1. Na decisão recorrida concluiu-se que a requerente não alegou factos suscetíveis de fundamentar o seu pedido de inquérito judicial, não se verificando “in casu” os respetivos pressupostos – a formulação à sociedade requerida de um pedido de informação válido a que correspondeu a não prestação de informações ou a prestação de informações deficientes.

Este entendimento teve a discordância em via recursiva da requerente que considera estarem preenchidos os pressupostos da realização do requerido inquérito judicial.

Vejamos então.

2. Nas sociedades por quotas, como é a requerida, qualquer sócio pode recorrer ao processo de inquérito, desde logo porque a lei atribui a todo o sócio o direito de obter informações sobre a vida da sociedade, nos termos da lei e do contrato – cfr. arts. 21º, nº 1, al. c) e 216º, nº 1 do Cód. das Sociedades Comerciais [CSC].

Dispõe o art. 1048º, nº 1 do Cód. de Proc. Civil que «o interessado que pretenda a realização de inquérito judicial à sociedade, nos casos em que a lei o permita, alega os fundamentos do pedido de inquérito, indica os pontos de facto que interesse averiguar e requer as providências que repute convenientes.»

Assim, o requerente deve alegar o motivo justificativo do pedido de consulta de elementos através do recurso ao inquérito judicial – recusa de informação, falsidade ou insuficiência da informação -, devendo também concretizar os elementos informativos que pretende obter.

Terá, pois, que concretizar os pontos de facto a averiguar e que deverão ser abarcados pela diligência a realizar – art. 1049º, nº 2 do Cód. de Proc. Civil -, de modo a que o tribunal possa aferir se há, ou não, motivos para proceder ao inquérito, e se a informação pretendida pelo requerente foi ou não recusada ilicitamente pela sociedade. 

O direito à informação que é conferido a todos os sócios – art. 21º, nº 1, al. c) do CSC – tem conteúdo extrapatrimonial, sendo instrumental relativamente a outros direitos, como o direito aos lucros, o direito de voto ou o direito à impugnação de deliberações sociais. Entronca no elemento essencial do contrato de sociedade que é o exercício em comum de uma atividade. Ainda que sujeito a restrições ou condições, o direito de informação prevalece sobre o direito de reserva tão caro à vida das empresas, satisfazendo o interesse legítimo do sócio em conhecer factos da vida societária, designadamente com vista a apurar o modo de gestão dos seus interesses ligados à participação social.

• Instruções
1) Por favor, cite o trecho do excerto entre "Dispõe o art." e "que pretende obter.", inclusive.
2) Segundo o excerto, que tipo de sociedade é a requerida?
As linhas que se seguem não são precisas.

• Dados registados
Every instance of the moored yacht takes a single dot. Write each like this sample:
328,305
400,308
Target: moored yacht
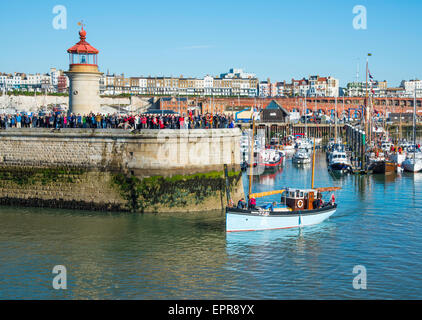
301,156
339,162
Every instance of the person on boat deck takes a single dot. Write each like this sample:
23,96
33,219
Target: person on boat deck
318,203
270,206
333,199
252,203
241,204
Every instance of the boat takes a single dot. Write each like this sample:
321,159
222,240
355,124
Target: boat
339,162
378,164
413,163
299,211
270,159
301,156
382,167
297,208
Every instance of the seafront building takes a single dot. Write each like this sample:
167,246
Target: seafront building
235,83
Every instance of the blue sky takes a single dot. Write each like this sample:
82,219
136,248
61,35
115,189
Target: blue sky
276,39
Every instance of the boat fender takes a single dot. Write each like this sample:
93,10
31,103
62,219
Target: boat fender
300,204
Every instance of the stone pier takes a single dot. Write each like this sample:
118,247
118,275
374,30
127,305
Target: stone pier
148,171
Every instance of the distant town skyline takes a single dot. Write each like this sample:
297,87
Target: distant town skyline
277,40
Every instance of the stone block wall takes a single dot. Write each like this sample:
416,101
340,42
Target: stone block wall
119,170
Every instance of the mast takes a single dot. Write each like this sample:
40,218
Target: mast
313,166
335,120
306,119
251,156
414,126
366,120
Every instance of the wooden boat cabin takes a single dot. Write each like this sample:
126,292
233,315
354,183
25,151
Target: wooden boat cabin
299,199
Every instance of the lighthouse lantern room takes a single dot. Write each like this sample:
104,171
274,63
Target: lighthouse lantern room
83,52
84,88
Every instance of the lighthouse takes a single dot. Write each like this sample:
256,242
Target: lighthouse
84,77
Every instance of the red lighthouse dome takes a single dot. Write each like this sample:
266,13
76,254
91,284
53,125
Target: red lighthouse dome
83,52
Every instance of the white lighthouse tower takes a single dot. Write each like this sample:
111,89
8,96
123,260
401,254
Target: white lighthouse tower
84,89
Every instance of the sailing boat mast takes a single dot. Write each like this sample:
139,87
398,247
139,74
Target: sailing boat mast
251,156
414,126
335,120
366,120
306,119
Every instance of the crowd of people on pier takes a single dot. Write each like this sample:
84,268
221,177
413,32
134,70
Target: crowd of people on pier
116,121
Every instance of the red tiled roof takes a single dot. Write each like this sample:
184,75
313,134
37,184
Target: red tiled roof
83,46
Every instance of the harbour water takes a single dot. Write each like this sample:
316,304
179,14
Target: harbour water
189,256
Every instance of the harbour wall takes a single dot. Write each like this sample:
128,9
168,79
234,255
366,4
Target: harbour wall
149,171
21,103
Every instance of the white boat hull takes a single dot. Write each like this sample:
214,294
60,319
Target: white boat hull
254,221
398,158
412,166
301,161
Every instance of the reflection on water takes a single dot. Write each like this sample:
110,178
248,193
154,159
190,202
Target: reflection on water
190,256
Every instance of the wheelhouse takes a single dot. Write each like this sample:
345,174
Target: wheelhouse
299,199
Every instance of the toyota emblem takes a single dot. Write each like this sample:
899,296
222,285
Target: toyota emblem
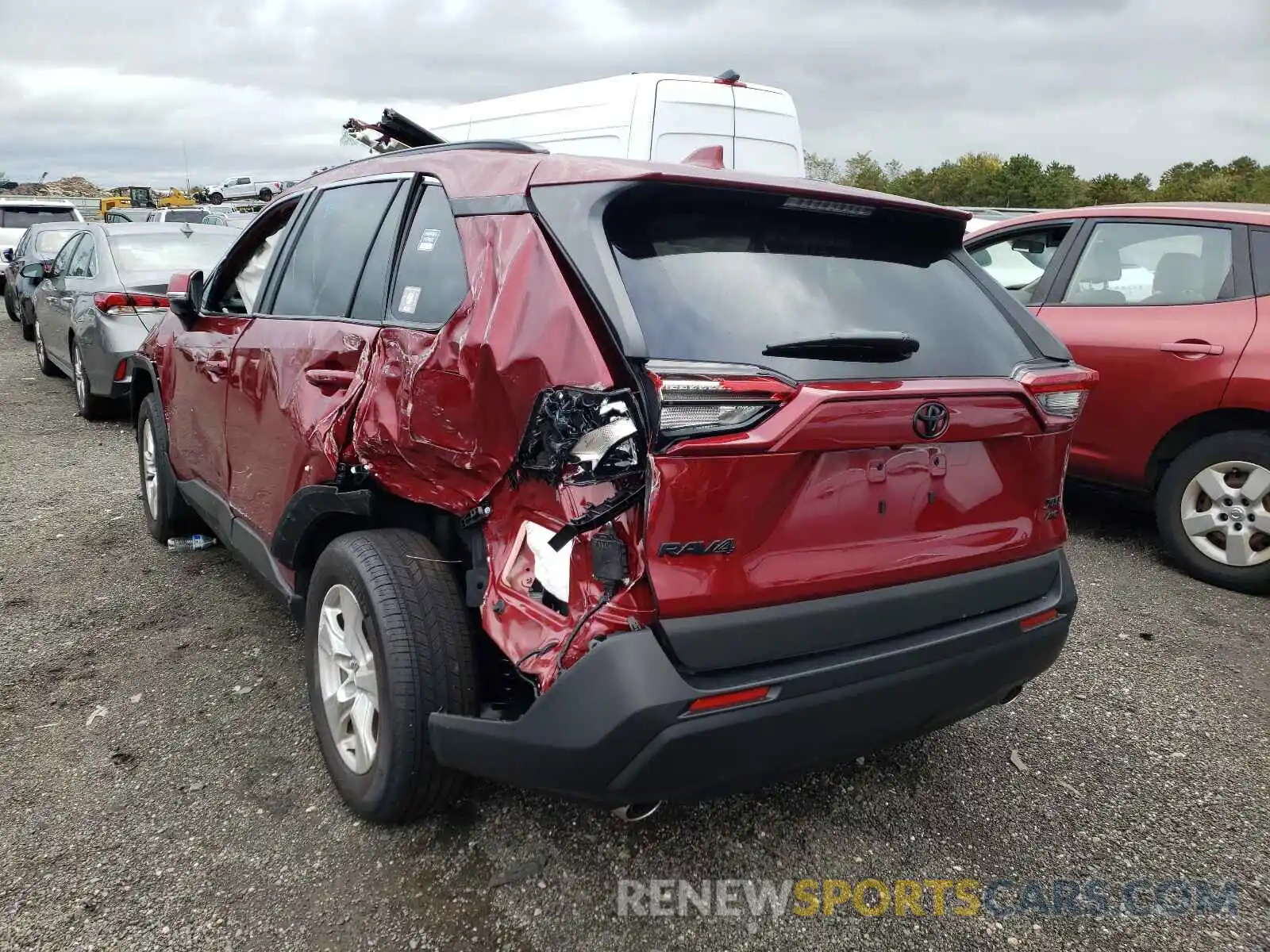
931,420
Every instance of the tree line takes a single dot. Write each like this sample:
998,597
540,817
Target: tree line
1022,182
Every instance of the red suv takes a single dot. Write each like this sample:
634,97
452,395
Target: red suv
1172,306
619,480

• Soluções dos exercícios
1)
Dispõe o art. 1048º, nº 1 do Cód. de Proc. Civil que «o interessado que pretenda a realização de inquérito judicial à sociedade, nos casos em que a lei o permita, alega os fundamentos do pedido de inquérito, indica os pontos de facto que interesse averiguar e requer as providências que repute convenientes.»

Assim, o requerente deve alegar o motivo justificativo do pedido de consulta de elementos através do recurso ao inquérito judicial – recusa de informação, falsidade ou insuficiência da informação -, devendo também concretizar os elementos informativos que pretende obter.

2) É uma sociedade por quotas.